**WHAT TO DO**:
Search the material for the word "information" and copy every line in which it occurs.

**EXCERPTED RECORDS**:

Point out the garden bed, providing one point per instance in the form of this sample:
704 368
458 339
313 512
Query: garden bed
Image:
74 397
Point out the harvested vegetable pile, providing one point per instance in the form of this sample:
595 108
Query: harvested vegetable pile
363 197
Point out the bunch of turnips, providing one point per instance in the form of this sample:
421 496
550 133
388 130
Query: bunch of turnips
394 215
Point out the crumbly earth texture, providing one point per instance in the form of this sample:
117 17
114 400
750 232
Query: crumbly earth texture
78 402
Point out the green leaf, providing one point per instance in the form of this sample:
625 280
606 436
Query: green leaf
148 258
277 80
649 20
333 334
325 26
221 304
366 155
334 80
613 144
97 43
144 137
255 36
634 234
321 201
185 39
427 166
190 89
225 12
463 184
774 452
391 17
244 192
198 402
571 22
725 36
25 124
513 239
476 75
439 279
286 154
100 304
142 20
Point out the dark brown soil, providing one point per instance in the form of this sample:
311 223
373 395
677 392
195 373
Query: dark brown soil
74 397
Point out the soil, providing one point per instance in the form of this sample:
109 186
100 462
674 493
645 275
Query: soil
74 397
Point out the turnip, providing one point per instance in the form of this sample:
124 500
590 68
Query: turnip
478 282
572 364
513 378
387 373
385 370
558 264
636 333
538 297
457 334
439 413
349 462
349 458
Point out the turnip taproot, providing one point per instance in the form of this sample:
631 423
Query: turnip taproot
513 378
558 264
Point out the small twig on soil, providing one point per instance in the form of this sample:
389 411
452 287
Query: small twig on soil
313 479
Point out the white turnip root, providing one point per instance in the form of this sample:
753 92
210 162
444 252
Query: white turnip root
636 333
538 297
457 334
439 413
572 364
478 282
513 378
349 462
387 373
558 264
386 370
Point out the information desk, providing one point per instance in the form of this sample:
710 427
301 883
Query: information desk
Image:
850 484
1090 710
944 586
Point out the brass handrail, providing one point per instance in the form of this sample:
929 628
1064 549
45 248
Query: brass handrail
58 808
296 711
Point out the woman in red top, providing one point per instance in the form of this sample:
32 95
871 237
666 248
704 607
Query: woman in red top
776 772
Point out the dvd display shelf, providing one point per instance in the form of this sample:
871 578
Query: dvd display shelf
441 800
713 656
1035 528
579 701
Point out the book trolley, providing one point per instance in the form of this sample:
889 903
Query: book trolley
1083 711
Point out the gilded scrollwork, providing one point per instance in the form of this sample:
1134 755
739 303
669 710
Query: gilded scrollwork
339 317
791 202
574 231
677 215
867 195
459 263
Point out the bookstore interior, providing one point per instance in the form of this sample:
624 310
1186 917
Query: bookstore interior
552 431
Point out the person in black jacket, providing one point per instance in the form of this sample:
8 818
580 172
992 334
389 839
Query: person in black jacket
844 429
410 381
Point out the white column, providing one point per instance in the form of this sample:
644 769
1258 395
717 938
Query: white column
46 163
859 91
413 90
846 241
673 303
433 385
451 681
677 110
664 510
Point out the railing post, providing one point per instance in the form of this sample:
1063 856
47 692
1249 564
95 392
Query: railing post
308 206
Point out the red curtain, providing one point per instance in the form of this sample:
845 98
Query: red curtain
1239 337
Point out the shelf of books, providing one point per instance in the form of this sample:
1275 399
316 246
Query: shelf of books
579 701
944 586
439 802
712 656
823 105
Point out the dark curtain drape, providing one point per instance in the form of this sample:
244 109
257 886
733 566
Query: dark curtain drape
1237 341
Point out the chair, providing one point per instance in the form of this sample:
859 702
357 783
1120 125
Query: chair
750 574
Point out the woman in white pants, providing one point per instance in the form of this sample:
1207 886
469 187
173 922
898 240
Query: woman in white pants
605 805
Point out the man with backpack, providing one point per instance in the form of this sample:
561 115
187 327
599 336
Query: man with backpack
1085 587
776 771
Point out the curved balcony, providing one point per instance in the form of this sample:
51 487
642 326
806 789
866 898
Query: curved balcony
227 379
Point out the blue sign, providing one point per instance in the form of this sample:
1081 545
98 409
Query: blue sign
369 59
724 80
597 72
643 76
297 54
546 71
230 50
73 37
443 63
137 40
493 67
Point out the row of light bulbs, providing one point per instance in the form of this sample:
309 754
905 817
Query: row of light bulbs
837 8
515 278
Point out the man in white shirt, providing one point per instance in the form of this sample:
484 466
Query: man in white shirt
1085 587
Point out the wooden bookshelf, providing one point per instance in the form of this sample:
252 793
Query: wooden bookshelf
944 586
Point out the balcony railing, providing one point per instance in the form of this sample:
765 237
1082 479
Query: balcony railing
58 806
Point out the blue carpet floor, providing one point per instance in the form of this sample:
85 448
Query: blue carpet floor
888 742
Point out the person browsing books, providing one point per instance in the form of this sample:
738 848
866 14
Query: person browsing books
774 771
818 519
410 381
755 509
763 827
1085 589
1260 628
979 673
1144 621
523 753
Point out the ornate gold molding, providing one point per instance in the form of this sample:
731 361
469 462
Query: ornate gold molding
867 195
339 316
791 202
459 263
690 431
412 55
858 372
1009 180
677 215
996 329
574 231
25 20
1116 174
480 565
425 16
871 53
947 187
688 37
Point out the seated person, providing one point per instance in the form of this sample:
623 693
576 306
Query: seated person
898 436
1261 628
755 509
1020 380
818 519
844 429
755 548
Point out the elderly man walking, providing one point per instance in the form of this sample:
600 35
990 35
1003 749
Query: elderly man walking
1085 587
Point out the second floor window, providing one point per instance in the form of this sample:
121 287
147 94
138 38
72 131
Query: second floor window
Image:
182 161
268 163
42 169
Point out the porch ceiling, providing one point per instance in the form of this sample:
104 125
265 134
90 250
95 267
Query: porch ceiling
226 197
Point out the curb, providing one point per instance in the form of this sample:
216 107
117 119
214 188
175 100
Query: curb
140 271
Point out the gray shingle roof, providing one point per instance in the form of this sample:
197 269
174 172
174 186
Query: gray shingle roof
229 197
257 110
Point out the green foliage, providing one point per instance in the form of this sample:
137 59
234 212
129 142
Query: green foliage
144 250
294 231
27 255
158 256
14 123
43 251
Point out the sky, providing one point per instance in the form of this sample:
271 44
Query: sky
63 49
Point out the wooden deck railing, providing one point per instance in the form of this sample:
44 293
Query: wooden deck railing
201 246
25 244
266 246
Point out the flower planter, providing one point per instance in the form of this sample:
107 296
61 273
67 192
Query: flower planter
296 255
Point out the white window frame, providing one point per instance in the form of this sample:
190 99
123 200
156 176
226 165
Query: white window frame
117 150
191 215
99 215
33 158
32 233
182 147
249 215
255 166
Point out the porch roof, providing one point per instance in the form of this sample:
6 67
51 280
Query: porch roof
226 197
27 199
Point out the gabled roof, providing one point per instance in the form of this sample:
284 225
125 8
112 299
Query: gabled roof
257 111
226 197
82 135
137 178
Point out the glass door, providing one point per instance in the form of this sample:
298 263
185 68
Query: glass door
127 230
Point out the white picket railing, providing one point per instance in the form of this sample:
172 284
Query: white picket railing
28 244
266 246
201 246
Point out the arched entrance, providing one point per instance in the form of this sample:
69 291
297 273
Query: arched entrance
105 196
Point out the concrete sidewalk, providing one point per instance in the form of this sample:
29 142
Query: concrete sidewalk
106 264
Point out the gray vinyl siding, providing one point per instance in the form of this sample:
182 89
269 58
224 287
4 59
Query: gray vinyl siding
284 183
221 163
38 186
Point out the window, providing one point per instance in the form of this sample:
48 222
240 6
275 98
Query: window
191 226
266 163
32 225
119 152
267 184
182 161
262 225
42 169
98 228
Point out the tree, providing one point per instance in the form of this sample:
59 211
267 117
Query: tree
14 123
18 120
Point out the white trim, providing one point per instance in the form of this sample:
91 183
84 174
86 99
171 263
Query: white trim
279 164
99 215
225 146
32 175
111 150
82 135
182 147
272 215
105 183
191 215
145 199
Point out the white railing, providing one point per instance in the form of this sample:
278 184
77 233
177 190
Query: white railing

**ANSWER FOR THE TASK**:
Point out the information desk, providing one point per instance in the form of this sample:
Query: information desk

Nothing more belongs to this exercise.